= Work to do =
a - Condense the paragraph of the nearest neighbor analysis text that begins "Luckily, there is a much faster" into a short bulleted list that keeps its main facts.
b - In the nearest neighbor analysis text, what must be done to the point dataset before using Shapely's nearest_points?
c - Resume the nearest neighbor analysis text after its final sentence and continue it.

= Selected text =
━━━━

Nearest neighbor analysis with large datasets
Contents
Nearest neighbor analysis with large datasets#
While Shapely’s nearest_points
-function provides a nice and easy way of conducting the nearest neighbor analysis, it can be quite slow. Using it also requires taking the unary union
of the point dataset where all the Points are merged into a single layer. This can be a really memory hungry and slow operation, that can cause problems with large point datasets.
Luckily, there is a much faster and memory efficient alternatives for conducting nearest neighbor analysis, based on a function called BallTree from a scikit-learn library. The Balltree algorithm has some nice features, such as the ability to calculate the distance between neighbors with various different distance metrics. Most importantly the function allows to calculate euclidian
distance between neighbors (good if your data is in metric crs), as well as haversine
distance which allows to determine Great Circle distances between locations (good if your data is in lat/lon format). Note: There is also an algorithm called KDTree in scikit-learn, that is also highly efficient but less flexible in terms of supported distance metrics.

━━━━

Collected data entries
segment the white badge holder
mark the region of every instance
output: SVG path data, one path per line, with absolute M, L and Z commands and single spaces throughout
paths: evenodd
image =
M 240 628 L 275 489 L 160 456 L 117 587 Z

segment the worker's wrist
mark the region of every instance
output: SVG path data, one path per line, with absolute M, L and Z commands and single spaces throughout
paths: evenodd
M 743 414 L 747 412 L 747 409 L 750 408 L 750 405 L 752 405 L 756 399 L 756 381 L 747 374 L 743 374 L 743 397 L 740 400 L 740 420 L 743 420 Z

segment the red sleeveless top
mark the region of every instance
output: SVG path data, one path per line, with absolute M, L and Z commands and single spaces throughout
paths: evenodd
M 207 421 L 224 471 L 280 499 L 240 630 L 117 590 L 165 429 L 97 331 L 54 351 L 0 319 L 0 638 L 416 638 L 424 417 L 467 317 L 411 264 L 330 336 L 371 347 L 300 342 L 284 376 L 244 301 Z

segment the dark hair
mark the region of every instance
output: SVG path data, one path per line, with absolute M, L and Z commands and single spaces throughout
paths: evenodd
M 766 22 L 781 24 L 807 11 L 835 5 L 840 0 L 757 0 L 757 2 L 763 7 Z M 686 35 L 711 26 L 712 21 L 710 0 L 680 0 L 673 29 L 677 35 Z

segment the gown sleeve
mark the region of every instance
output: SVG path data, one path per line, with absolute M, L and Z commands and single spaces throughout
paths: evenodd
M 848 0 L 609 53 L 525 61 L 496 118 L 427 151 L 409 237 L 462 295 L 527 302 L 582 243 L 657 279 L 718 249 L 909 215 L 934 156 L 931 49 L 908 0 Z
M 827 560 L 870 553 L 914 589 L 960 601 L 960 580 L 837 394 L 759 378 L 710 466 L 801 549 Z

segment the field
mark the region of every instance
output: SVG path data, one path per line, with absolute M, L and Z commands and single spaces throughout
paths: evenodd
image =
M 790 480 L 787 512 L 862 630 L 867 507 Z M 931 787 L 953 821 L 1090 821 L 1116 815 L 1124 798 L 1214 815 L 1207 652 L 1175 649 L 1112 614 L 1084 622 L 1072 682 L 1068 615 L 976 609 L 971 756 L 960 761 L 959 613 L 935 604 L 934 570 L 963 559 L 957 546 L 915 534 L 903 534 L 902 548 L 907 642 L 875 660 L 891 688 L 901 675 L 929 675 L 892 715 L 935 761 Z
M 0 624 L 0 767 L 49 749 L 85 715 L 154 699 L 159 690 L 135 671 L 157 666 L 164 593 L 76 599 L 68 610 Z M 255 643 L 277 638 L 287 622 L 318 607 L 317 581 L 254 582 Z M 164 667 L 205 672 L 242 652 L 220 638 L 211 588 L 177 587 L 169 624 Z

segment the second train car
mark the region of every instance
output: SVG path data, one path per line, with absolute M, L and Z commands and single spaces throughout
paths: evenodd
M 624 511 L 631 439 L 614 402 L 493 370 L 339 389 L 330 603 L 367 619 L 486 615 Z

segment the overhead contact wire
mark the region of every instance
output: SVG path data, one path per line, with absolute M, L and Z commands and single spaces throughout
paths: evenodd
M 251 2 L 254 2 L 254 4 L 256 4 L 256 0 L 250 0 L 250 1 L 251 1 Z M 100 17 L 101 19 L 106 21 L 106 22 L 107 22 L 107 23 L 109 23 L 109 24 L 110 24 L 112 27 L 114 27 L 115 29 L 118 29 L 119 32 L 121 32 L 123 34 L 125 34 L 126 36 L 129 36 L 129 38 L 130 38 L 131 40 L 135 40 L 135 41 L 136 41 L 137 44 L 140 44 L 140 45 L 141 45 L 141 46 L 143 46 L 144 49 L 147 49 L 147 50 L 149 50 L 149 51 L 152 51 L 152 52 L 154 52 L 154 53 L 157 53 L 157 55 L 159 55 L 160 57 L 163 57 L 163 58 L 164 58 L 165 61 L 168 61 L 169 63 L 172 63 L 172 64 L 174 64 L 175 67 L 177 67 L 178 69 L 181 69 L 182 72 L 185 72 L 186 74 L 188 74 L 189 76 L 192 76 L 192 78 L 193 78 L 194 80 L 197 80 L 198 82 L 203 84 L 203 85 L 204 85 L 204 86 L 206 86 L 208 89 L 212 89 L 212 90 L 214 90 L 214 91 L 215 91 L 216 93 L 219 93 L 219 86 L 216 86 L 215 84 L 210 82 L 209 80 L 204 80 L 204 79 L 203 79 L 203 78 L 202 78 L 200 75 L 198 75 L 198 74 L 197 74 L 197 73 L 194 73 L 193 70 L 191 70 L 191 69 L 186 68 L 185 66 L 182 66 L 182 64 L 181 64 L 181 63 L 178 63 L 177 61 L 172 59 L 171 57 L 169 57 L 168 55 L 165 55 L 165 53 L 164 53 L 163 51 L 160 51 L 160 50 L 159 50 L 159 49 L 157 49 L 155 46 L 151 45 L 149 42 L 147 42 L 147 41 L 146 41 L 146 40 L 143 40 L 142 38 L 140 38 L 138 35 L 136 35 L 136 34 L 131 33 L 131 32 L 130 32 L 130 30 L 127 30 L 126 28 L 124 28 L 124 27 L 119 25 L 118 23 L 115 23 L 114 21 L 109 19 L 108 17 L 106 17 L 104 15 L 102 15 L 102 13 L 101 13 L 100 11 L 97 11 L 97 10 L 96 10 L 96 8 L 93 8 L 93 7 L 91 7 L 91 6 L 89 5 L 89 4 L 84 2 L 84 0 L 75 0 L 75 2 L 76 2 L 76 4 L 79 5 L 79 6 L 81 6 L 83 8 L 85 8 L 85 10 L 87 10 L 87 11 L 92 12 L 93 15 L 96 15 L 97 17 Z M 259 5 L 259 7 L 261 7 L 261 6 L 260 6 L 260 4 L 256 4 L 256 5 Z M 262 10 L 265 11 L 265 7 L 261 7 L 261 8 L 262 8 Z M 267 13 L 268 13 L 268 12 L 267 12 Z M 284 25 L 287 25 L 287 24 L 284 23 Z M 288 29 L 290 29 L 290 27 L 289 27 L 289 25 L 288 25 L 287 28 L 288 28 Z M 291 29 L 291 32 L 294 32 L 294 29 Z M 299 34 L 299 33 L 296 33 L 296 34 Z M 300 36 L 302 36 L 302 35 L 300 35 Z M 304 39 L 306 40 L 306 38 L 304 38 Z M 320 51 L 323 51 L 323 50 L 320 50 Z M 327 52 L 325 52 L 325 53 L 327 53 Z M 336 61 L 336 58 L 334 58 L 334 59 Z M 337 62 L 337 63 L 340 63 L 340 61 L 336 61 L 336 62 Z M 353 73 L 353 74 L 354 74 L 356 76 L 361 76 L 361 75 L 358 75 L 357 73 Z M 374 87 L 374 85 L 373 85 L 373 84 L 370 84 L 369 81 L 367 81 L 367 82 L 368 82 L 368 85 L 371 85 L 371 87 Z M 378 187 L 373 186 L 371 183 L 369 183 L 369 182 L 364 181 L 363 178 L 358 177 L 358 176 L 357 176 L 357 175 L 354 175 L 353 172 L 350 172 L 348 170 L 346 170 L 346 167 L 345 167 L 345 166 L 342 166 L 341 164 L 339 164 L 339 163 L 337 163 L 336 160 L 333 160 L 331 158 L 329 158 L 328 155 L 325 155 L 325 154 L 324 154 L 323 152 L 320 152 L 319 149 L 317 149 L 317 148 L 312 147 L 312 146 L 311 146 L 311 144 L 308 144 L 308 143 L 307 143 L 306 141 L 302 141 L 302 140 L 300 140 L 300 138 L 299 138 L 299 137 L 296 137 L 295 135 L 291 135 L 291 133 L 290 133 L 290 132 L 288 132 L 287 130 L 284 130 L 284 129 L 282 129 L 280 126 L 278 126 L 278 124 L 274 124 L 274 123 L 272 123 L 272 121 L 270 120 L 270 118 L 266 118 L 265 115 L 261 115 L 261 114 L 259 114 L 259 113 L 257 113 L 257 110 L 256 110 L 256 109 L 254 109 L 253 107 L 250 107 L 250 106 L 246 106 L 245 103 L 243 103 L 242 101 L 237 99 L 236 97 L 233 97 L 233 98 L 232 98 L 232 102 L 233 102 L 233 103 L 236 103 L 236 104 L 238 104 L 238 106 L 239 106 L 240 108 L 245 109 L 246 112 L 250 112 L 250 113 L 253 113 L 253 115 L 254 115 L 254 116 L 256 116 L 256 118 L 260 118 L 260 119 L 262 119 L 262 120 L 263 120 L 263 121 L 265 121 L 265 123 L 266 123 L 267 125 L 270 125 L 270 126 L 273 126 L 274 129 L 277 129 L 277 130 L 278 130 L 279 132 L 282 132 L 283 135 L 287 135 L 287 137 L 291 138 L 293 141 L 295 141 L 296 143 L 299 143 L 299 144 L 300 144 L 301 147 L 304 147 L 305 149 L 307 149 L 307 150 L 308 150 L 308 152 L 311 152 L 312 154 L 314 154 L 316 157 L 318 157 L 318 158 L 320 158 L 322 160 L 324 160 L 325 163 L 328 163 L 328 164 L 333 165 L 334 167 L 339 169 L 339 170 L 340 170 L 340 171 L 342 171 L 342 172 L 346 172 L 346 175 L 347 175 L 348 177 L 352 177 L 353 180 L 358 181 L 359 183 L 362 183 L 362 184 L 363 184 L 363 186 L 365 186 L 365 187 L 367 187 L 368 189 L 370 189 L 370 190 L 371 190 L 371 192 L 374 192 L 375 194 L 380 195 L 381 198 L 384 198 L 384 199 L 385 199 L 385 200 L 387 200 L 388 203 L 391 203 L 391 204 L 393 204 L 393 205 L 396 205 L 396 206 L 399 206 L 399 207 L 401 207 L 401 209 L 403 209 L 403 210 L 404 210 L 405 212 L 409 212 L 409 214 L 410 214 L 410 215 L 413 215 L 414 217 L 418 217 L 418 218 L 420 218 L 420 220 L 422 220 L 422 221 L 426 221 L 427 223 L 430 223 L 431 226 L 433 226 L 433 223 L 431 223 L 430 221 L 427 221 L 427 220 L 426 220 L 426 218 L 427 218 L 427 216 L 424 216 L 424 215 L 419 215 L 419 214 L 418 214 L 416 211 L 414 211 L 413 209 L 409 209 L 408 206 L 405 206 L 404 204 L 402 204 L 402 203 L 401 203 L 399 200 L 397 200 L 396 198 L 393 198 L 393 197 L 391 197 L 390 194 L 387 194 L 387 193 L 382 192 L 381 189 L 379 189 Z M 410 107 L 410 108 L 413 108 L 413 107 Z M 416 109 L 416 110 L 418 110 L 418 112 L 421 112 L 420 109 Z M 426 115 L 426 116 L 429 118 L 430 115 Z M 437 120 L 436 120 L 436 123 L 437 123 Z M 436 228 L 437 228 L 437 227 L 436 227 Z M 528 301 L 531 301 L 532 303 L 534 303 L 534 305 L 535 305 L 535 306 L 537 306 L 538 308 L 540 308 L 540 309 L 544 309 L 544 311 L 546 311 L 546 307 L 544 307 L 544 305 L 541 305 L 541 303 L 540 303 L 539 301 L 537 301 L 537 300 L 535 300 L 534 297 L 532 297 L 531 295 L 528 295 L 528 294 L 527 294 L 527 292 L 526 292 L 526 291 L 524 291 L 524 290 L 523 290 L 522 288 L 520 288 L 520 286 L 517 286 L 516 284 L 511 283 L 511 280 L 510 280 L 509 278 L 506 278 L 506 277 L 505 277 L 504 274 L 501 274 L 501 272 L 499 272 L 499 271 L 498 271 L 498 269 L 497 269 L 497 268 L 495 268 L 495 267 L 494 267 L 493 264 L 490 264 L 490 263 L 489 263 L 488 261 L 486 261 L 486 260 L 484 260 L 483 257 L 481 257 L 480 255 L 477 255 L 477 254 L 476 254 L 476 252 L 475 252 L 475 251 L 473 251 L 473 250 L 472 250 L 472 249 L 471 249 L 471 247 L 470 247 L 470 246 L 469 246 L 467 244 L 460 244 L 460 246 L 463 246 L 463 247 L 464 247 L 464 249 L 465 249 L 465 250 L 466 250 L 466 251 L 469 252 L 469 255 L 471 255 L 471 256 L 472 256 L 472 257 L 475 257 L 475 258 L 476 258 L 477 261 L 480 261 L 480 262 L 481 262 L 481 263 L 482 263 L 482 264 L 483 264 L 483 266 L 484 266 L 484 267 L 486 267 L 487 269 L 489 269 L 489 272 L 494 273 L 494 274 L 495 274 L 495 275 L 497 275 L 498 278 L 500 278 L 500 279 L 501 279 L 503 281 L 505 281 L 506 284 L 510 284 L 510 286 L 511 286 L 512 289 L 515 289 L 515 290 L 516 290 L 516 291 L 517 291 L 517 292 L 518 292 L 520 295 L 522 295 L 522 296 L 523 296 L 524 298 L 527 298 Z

━━━━

= Task-by-task outputs =
a -
- BallTree, a function from the scikit-learn library, is a faster and more memory-efficient way to do nearest neighbor analysis.
- It can compute distances between neighbors with various distance metrics.
- Euclidean distance suits data in a metric CRS.
- Haversine distance gives Great Circle distances, which suits data in lat/lon format.
- KDTree, also in scikit-learn, is highly efficient but supports fewer distance metrics.

b - A unary union must be taken, merging all the Points into a single layer.

c -
Motivation#
In this tutorial, we go through a very practical example that relates to our daily commute: Where is the closest public transport stop from my place of living? Hence, our aim is to search for each building in Helsinki Region (around 159 000 buildings) the closest public transport stop (~ 8400 stops). The building points have been fetched from OpenStreetMap using a library called OSMnx (we will learn more about this library later), and the public transport stops have been fetched from open GTFS dataset for Helsinki Region that contains information about public transport stops, schedules etc.
Efficient nearest neighbor search with Geopandas and scikit-learn#
The following examples show how to conduct nearest neighbor analysis efficiently with large datasets. We will first define the functions and see how to use them, and then we go through the code to understand what happened.
Let’s first read the datasets into Geopandas. In case of reading the building data, we will here learn a trick how to read the data directly from a ZipFile. It is very practical to know how to do this, as compressing large datasets is a very common procedure.
import geopandas as gpd
from zipfile import ZipFile
import io
def read_gdf_from_zip(zip_fp):
"""
Reads a spatial dataset from ZipFile into GeoPandas. Assumes that there is only a single file (such as GeoPackage)
inside the ZipFile.
"""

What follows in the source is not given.